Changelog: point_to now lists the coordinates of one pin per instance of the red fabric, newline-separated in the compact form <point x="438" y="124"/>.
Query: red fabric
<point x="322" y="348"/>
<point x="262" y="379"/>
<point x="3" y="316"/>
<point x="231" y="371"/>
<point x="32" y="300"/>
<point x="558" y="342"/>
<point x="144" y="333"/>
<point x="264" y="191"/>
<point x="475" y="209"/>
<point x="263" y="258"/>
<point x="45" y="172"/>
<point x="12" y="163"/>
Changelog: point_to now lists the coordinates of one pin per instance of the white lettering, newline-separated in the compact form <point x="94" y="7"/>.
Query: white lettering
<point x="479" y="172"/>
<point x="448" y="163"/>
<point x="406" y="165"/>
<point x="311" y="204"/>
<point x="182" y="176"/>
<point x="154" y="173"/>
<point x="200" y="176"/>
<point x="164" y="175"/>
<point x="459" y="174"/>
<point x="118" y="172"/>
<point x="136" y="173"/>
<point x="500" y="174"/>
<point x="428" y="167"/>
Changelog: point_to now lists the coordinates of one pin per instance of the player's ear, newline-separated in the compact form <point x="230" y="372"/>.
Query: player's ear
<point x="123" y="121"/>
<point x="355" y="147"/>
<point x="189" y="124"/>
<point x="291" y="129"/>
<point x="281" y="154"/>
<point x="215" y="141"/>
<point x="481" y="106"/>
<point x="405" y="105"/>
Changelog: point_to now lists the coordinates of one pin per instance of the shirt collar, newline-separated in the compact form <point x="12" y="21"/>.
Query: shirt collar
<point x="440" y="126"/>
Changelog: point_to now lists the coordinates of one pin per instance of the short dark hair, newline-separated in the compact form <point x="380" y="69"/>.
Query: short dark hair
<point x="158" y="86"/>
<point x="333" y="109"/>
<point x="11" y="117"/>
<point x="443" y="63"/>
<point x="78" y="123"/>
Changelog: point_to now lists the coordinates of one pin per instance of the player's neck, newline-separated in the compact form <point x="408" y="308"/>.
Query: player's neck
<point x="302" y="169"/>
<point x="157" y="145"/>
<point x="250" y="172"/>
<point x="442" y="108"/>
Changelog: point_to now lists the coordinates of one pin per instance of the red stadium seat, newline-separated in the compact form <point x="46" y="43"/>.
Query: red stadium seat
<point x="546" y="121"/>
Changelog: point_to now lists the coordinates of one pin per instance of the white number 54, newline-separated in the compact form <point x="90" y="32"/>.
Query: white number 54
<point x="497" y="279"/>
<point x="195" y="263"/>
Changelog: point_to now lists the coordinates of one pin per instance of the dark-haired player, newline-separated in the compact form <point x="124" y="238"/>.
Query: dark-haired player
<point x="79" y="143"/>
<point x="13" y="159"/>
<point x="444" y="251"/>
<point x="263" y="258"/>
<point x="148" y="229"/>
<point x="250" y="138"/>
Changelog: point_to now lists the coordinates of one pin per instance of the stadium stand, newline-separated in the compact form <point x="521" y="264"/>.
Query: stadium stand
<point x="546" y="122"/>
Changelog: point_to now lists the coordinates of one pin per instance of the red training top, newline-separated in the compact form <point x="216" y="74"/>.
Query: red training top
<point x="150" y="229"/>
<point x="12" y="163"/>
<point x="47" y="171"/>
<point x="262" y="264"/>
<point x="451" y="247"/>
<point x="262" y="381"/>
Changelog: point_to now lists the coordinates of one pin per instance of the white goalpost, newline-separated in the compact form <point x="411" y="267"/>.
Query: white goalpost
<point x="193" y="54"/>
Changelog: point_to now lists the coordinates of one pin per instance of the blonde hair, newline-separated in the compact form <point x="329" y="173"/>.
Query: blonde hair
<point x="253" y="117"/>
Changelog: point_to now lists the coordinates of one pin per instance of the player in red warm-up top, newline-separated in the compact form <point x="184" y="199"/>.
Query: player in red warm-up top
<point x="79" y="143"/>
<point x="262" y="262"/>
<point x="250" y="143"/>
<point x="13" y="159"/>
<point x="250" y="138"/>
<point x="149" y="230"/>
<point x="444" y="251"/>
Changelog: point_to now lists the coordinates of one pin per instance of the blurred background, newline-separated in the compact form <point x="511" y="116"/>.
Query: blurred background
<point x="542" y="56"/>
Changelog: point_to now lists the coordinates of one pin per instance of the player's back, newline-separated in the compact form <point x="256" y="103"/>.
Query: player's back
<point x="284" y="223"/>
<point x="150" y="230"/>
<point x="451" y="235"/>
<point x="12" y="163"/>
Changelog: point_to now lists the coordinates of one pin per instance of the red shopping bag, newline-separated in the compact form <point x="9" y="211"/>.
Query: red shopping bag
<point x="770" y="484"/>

⁂

Directions →
In the data above, start at the line that has "Query: white lettering", stop after the line that has "the white number", and print every line in between exactly as it stands.

Written answer →
Query: white lettering
<point x="479" y="172"/>
<point x="448" y="163"/>
<point x="406" y="165"/>
<point x="311" y="204"/>
<point x="182" y="176"/>
<point x="154" y="173"/>
<point x="200" y="176"/>
<point x="164" y="175"/>
<point x="459" y="174"/>
<point x="118" y="172"/>
<point x="136" y="173"/>
<point x="500" y="174"/>
<point x="428" y="167"/>
Changelog: point_to now lists the coordinates of one pin per instance of the player's ear, newline-separated in the compact form <point x="230" y="372"/>.
Query: player's ear
<point x="123" y="121"/>
<point x="355" y="147"/>
<point x="189" y="124"/>
<point x="291" y="129"/>
<point x="281" y="154"/>
<point x="215" y="141"/>
<point x="481" y="106"/>
<point x="405" y="105"/>
Changelog: point_to now lists the coordinates of one pin per instance of the shirt collar, newline-separated in the compact form <point x="12" y="21"/>.
Query: shirt collar
<point x="440" y="126"/>
Changelog: point_to now lists the coordinates of one pin per instance of the short dark hair, newline-separated in the compact form <point x="380" y="69"/>.
Query: short dark hair
<point x="158" y="86"/>
<point x="333" y="109"/>
<point x="11" y="117"/>
<point x="443" y="63"/>
<point x="78" y="123"/>
Changelog: point_to now lists the coordinates of one pin per instance of the player's neck, newline-separated in the compact form <point x="408" y="308"/>.
Query: player's neck
<point x="302" y="169"/>
<point x="157" y="145"/>
<point x="250" y="172"/>
<point x="442" y="108"/>
Changelog: point_to now lists the coordinates of one pin per instance of the red stadium seat, newline-separated in the compact form <point x="46" y="43"/>.
Query: red stadium seat
<point x="546" y="121"/>
Changelog: point_to now lists the coordinates of one pin per instance of the white number 54, newline-separated in the compact form <point x="90" y="32"/>.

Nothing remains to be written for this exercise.